Exercise 1 |
In the ruined city terrain write-up, turn the paragraph that begins "Having constructed and detailed the bridge" into a short bulleted list that keeps its main facts.
Exercise 2 |
Proceed with the ruined city terrain write-up, picking up right after its final sentence.
start Excerpted text
Sergeant Tetley and his men investigate the new find.

The unearthing of The Lost City of Ah-Pul-Sh'Napps continues this week, with the discovery of a section of street, complete with a footbridge.

According to local legend (as related by the Eternally Lost Tribe of Wutha F'Kahwi ) this once great city fell foul of the gods and was destroyed in a single night of rain, lightning, landslides and floods. For centuries since, the Wutha F'Kahwi have believed the place to be cursed, calling it "Gonnta Kh'rap" - literally meaning, "Where the Great Ones Empty Their Bowels".

A pencil sketch of the rough layout disfigures "Whistling Round The World" by Roger Whittaker. A corresponding layout is planned on a sheet of foamcore before the paper is stripped from one side.

The street is built up. Key elements are inscribed before drawing in the random stonework.

I've been enjoying working with styrofoam - both inscribing it and also carving it - and the results are very pleasing.

Street level - the gutters were inscribed with the rounded end of a paintbrush. This is a delicate process - repeat softly several times in both directions to avoid cracking the foamcore.

Ground floors and a bridge support in place. The paving is complete. One set of buildings is filled with a block of foam where landslides have buried the ground floor.

Bridges are a great way of adding extra depth and dimension to cityscapes - be they ruined or otherwise - and also provide for interesting gaming possibilities. So I like 'em.

The main span (left) carved from green foam. The sides of the bridge (right) cut from one piece of white foam, then sliced into two to creat two identical 5mm thick pieces.

The main span is checked against the walls.

This bridge was constructed of three pieces, mounted on columns. I carved the paved span first, checking that it would fit the model correctly, then designed and cut the sides.

The pieces of the bridge are inscribed and carved until they look sufficiently stony and ruined.

Professor Heineken takes in the view from the bridge.

Having constructed and detailed the bridge, the upper floors of the buildings were built. A soon-to-be partially buried staircase was carved from foam and moved around a couple of times until I was happy with where it would sit. I also added a section of broken wall to protrude from the ground behind the buildings. It is little extra touches like this that help to make a model just that little bit more interesting.
end Excerpted text
start Data shown
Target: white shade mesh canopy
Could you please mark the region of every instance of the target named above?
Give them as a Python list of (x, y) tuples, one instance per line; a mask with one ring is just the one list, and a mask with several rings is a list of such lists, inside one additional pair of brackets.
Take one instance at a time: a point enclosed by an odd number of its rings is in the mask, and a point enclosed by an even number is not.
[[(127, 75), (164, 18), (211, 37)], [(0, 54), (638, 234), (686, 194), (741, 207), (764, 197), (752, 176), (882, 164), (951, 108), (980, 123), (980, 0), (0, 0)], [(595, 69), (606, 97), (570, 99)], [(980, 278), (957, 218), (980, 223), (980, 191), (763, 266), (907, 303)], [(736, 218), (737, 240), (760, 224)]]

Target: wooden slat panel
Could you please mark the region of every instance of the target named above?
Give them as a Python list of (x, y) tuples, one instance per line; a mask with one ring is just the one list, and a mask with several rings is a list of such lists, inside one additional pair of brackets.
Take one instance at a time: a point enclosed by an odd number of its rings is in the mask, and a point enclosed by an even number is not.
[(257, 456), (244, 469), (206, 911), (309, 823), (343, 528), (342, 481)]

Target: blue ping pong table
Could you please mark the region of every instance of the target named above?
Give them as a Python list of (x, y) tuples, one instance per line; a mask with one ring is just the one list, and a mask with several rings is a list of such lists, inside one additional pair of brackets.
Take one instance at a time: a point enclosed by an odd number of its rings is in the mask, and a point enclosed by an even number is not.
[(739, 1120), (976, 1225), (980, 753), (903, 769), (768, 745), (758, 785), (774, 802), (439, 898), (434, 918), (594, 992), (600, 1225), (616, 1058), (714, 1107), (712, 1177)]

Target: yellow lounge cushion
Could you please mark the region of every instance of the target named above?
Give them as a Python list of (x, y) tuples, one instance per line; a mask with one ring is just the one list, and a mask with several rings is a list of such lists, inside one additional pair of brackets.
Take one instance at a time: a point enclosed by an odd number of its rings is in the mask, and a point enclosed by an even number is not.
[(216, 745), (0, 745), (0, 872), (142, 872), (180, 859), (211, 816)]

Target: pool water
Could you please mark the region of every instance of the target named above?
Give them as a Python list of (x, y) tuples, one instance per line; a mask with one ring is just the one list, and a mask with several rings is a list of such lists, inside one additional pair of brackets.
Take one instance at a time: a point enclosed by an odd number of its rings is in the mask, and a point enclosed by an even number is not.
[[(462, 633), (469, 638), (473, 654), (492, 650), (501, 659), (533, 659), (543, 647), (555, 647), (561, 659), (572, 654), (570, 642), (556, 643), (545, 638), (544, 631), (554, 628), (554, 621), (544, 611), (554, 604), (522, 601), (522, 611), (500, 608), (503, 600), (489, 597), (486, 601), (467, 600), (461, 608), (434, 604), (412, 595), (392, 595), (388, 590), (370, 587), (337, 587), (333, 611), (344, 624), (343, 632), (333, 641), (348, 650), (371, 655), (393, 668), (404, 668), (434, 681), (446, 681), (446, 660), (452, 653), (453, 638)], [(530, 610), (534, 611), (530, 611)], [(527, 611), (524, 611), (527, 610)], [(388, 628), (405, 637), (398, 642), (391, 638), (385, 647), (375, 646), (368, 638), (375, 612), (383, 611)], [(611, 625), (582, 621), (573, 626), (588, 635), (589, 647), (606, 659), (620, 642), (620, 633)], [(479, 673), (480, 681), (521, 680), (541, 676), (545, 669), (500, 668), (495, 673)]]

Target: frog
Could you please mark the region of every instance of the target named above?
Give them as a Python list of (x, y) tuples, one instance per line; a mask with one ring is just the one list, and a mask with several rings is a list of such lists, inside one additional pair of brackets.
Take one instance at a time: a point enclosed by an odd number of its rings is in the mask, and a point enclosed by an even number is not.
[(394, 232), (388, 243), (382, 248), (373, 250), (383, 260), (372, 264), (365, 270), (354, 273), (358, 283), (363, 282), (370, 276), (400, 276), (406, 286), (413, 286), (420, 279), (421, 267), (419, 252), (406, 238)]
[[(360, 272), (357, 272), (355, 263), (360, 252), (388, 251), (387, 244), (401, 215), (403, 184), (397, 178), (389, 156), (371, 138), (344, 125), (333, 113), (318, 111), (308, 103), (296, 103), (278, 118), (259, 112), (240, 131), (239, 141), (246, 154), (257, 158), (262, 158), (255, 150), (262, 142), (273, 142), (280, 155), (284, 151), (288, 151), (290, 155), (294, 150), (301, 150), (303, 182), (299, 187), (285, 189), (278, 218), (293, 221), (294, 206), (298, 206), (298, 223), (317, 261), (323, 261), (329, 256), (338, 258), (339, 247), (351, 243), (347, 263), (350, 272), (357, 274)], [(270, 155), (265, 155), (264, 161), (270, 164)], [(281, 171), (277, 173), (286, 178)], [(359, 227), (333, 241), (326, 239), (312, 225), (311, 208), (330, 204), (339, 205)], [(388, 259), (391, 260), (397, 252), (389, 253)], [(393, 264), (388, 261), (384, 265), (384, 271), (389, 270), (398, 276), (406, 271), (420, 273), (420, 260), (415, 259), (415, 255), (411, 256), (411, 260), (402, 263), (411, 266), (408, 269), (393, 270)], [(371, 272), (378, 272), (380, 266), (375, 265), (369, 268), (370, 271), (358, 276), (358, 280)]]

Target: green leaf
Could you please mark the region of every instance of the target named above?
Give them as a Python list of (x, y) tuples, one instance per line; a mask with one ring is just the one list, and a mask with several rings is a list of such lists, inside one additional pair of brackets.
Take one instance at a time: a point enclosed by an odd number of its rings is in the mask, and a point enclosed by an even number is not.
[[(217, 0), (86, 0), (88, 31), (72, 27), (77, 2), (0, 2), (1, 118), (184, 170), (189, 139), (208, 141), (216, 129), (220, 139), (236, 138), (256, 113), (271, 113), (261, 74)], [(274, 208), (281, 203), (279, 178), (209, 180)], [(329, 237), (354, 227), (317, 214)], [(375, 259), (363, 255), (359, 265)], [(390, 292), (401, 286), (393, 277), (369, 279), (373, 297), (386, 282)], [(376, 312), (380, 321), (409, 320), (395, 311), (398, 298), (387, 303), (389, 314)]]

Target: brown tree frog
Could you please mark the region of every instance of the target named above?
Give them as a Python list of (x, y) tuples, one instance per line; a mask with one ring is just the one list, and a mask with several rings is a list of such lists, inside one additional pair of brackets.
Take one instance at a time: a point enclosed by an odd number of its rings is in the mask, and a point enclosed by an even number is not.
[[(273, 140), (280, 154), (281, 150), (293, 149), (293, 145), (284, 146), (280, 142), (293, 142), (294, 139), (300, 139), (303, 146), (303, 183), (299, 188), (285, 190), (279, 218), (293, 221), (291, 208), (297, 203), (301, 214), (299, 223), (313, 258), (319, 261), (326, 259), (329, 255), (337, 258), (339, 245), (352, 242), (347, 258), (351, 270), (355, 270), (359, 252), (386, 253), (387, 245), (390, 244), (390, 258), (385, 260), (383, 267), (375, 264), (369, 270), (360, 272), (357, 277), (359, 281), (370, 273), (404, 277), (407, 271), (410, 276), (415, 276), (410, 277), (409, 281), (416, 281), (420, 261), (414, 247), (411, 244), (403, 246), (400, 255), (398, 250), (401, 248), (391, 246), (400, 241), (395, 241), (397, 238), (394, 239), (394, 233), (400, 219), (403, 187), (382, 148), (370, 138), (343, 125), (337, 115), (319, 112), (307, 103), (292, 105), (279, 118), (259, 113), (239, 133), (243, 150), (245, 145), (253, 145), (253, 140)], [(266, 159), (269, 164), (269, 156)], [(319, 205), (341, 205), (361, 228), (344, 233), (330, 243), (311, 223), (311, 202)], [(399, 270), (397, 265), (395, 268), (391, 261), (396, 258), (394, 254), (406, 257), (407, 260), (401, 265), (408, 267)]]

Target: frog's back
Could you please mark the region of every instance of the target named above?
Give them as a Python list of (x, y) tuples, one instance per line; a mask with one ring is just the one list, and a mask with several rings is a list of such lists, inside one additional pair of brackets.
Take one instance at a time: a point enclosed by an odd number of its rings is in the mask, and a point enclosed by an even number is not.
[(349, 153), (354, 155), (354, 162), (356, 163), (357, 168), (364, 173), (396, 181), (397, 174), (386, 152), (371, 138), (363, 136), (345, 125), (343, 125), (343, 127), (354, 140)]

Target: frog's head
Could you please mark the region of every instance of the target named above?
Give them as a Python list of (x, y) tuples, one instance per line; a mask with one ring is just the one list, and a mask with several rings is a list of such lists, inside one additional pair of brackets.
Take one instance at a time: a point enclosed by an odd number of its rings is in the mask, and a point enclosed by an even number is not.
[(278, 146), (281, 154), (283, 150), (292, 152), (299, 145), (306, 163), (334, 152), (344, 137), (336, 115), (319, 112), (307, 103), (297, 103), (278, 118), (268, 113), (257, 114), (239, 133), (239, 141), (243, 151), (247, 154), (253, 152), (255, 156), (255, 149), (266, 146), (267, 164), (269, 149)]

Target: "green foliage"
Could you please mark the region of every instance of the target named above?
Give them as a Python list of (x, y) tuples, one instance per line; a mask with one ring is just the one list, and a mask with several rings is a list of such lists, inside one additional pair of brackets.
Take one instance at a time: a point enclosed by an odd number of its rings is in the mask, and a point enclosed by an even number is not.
end Data shown
Written response 1 |
- After the bridge was built and detailed, the upper floors of the buildings went up.
- A staircase, meant to end up partly buried, was carved from foam and moved a couple of times until its spot felt right.
- A section of broken wall was added, sticking out of the ground behind the buildings.
- Small extra touches like these make a model a bit more interesting.

Written response 2 |
Walls, columns and a section of staircase carved from foam.

The ground was built up with modelling clay until I was happy with the bulk of it. Slips were modelled into doors and windows.

The model before painting. The ground has been built up with clay and is ready to be textured.

Painting and texturing the completed model followed the same techniques as the temple and house featured in my last post. The same simple palette of colours was used. The stonework was painted and highlighted first, then the landscape was gritted, painted and flocked. This ensures that ground cover realistically blends in with the ruins it is covering.

The finished piece from above.

A view of the buried stairs and the bridge.

Mud slides fill the doorways.

Little remains of the upper floor...

I'm very happy with this piece. I've now started on a section of city wall and also plan to build a watch tower and several more street pieces.

Army and Navy combined operations secure the city...

Keep watching, folks! More soon...

All the Best!

Monday, 9 July 2012

This Week, I 'ave Been Mostly Makin'...

Hi, All!

Lieutenant Boddington and troopers explore the ruins of an ancient temple.

It's been a productive week for me, model-making-wise.

My Lost Continent terrain is taking shape fast, with a ruined temple, giant boulders and the beginnings of a lost city completed in the last few days.

First up: boulders.

Boulders are carved from green foam, sanded and glued to blank DVDs.

Any wargaming table should start out with a few basic pieces - trees, hills, rocks, whatever. I'm going for giant boulders.

The boulders are painted, highlighted, then sand is added to the DVDs.

These are based on blank DVDs - I have started using DVDs and old vinyl records as bases, as they are thin, yet guaranteed not to warp when you glue stuff to them. I've picked up a few records from second-hand stores for just this reason - being careful only to buy the kind of music I don't mind improving with copious amounts PVA, sand and paint.

Seductive Belgian adventuress Stella Artois and the infamous Professor Heineken liaise amongst the finished boulders.

Anyway, what more can you say about a bunch of rocks? They were quick to produce, although it is worth mentioning that PVA dries really slowly when trapped between chunks of insulating foam - Hob-e-Tac is much better...

American explorer Bud Weiser and his Nemesis, the wily Frenchman, Phillippe Le Glasse.

On to the next bit:

The Lost City of Ah-Pul-Sh'Napps.

Major Glenlivet leads sikh soldiers of the 4th Imperial Indian Exploratory Force into the unknown...

The Lost City will be made up of a number of set pieces of various sizes. In order to speed things up a little, I started by making up a sheet of walls which can be cut up and used as required...

The sheet of walls (left) and a single strip, showing interior and exterior detailing (right).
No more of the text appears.